### WORK TASK
From the line that contains "of the pebble" to the end of the records below, copy every line exactly. Both the first and last of these lines count.

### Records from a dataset
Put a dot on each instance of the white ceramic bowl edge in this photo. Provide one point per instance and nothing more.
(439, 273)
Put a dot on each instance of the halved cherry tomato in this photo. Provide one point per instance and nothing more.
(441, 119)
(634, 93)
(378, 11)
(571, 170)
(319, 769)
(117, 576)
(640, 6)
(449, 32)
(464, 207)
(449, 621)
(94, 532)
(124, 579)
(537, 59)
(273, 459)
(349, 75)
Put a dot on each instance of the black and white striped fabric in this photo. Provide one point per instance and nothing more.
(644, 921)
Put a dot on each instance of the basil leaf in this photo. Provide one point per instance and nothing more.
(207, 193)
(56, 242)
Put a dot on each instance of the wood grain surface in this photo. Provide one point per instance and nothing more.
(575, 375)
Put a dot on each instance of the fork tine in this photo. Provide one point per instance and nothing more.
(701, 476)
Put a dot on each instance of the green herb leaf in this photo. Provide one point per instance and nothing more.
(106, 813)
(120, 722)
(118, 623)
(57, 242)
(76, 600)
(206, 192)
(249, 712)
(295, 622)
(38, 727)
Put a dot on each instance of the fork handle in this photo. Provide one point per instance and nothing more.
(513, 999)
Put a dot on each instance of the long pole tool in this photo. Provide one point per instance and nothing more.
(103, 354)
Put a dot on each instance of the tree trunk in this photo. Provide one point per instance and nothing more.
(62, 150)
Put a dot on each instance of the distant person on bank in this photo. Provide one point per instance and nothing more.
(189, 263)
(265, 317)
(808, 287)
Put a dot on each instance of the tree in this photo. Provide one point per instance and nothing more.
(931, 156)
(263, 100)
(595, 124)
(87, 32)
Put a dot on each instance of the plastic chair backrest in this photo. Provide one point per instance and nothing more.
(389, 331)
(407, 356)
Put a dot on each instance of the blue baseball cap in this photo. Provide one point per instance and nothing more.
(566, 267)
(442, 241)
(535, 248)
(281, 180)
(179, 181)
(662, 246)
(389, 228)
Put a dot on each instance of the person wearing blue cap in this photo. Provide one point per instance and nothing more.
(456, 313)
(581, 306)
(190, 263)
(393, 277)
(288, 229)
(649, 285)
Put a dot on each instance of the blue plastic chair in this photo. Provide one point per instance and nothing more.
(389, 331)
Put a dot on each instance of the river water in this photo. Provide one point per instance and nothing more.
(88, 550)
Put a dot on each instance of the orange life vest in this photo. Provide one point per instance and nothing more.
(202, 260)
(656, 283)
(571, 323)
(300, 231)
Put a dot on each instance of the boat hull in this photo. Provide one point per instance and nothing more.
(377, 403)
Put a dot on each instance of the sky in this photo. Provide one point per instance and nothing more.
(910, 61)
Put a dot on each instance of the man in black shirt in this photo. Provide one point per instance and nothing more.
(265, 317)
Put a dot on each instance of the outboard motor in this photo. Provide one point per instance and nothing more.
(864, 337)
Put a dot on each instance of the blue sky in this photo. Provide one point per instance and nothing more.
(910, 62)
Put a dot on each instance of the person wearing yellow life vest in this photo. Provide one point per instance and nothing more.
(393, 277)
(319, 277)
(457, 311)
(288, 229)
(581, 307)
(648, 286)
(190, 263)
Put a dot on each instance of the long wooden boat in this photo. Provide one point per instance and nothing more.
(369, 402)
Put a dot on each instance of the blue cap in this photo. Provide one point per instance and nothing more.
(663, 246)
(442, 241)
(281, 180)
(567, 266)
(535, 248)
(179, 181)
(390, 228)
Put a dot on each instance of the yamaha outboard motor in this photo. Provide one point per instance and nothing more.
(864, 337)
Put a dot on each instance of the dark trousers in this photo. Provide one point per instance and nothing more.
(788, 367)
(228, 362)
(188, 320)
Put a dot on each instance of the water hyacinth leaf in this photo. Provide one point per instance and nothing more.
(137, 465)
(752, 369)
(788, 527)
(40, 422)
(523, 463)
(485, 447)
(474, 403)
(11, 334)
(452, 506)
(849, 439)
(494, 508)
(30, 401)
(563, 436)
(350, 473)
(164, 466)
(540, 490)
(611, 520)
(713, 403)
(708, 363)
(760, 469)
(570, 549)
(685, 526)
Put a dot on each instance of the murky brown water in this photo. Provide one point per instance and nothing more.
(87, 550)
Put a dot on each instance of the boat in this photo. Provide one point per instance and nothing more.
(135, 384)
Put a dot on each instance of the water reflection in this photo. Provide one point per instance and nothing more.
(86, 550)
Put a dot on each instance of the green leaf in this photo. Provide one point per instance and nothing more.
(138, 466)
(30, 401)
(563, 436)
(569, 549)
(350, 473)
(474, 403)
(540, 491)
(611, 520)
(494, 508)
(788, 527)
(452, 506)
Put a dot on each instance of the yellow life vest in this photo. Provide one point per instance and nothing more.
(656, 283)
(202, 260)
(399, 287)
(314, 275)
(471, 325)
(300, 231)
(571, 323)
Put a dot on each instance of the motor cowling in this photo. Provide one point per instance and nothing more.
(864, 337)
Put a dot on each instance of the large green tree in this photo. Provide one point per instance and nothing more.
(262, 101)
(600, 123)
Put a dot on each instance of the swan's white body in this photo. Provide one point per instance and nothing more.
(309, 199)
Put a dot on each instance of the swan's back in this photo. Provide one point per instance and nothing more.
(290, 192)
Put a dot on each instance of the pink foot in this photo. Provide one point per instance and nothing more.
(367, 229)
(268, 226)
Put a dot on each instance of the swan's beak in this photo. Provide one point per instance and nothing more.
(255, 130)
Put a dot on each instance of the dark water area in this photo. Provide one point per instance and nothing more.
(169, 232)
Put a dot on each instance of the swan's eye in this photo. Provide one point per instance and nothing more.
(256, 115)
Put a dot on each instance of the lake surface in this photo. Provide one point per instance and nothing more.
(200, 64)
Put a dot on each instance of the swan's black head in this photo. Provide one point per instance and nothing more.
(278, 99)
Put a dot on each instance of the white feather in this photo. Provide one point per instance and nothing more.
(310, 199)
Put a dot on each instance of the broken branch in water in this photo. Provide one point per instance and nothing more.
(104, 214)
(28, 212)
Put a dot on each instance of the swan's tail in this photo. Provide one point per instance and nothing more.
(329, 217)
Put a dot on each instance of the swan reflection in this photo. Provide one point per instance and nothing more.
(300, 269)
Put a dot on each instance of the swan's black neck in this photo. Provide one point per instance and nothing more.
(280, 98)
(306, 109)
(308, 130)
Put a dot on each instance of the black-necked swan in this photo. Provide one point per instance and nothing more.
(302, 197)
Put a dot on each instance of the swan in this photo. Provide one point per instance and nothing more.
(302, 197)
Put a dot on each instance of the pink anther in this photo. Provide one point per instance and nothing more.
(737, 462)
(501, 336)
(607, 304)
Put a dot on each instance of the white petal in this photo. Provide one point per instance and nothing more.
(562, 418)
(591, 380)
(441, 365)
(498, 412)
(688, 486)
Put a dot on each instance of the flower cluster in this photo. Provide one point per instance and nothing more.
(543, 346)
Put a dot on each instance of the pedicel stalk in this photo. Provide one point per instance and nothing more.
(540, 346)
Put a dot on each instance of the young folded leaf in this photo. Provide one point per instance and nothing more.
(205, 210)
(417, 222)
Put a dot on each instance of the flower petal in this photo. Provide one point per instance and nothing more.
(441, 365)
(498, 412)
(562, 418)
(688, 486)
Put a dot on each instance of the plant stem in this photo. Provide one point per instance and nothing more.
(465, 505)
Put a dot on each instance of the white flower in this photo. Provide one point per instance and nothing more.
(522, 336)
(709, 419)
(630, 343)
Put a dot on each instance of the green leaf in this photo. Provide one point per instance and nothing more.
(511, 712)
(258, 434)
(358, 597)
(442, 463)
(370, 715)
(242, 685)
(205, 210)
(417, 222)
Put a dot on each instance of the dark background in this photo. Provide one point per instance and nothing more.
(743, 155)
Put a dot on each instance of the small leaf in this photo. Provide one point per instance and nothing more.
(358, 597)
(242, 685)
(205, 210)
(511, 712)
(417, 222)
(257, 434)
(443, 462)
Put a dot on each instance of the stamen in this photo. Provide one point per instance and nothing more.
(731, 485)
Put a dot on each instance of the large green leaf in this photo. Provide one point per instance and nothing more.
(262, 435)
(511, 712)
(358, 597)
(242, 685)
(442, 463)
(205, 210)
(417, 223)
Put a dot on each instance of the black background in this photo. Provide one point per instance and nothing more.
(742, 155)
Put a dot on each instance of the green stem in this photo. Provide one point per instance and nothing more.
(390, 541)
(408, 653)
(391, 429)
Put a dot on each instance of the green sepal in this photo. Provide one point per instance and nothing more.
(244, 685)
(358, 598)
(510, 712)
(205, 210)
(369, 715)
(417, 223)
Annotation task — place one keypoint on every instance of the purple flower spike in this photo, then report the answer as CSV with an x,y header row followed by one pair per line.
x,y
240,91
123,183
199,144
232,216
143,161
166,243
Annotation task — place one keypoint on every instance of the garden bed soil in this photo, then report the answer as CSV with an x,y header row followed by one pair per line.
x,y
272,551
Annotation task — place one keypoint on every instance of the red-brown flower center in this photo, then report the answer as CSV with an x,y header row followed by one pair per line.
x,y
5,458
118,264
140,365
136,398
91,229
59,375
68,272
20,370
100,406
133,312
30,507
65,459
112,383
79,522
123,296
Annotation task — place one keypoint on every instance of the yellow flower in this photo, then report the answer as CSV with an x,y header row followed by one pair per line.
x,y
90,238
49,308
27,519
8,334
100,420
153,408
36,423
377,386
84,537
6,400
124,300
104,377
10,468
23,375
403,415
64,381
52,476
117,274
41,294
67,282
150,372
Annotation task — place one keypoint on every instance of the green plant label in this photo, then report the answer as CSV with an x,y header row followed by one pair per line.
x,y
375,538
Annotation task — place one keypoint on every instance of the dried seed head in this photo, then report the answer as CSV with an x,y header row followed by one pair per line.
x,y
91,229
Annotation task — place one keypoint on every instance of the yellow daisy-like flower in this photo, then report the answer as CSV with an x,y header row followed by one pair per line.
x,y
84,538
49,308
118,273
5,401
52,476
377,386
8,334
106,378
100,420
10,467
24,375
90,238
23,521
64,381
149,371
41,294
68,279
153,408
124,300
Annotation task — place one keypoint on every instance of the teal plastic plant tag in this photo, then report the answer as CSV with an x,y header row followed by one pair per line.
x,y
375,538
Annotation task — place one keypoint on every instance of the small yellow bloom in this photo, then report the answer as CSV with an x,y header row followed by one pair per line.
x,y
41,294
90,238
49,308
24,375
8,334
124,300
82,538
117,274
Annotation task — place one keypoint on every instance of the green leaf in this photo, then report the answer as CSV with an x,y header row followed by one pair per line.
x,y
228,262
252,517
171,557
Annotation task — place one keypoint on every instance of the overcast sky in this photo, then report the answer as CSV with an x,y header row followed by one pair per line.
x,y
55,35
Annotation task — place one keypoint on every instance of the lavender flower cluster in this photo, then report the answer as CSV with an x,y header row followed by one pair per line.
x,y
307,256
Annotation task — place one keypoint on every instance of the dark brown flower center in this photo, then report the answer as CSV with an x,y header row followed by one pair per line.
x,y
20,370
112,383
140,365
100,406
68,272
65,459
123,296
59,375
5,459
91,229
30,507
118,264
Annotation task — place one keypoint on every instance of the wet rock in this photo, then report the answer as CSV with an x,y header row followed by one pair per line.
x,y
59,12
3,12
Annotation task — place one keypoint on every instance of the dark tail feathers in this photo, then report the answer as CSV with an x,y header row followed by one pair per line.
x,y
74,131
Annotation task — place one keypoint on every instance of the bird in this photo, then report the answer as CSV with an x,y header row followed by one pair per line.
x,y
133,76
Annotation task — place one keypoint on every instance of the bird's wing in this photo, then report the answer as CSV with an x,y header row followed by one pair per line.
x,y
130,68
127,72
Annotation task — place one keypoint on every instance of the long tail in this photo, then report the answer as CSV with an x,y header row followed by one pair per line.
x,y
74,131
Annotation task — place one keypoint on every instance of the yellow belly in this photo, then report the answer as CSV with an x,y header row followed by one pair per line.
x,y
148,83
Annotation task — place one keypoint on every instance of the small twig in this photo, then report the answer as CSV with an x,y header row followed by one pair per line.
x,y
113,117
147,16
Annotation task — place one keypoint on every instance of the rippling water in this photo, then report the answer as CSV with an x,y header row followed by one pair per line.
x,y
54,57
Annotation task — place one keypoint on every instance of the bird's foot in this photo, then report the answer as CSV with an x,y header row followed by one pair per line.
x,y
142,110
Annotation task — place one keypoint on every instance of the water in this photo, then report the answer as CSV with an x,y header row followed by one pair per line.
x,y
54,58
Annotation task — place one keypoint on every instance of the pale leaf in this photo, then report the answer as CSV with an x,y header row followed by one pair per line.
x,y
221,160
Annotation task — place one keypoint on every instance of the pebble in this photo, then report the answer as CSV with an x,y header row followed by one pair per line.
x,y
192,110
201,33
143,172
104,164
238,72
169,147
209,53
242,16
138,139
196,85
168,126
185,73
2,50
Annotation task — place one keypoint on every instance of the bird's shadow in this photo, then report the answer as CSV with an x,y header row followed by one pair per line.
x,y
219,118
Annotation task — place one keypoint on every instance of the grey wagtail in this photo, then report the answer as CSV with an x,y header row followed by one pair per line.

### RESPONSE AREA
Annotation task — place one keypoint on every instance of the pebble in this photo, then report the answer as CSV with an x,y header row followed by one pair per line.
x,y
192,110
201,33
143,172
104,164
238,72
169,147
209,53
242,16
138,139
196,85
168,126
185,73
2,50
Annotation task — place one keypoint on every instance of the bird's shadow in this photo, then report the answer as CSV with an x,y header row followed by one pair per line.
x,y
219,118
Annotation task — place one keypoint on every instance of the grey wagtail in this photo, then report the answer as CSV with an x,y header row followed by one pair per line.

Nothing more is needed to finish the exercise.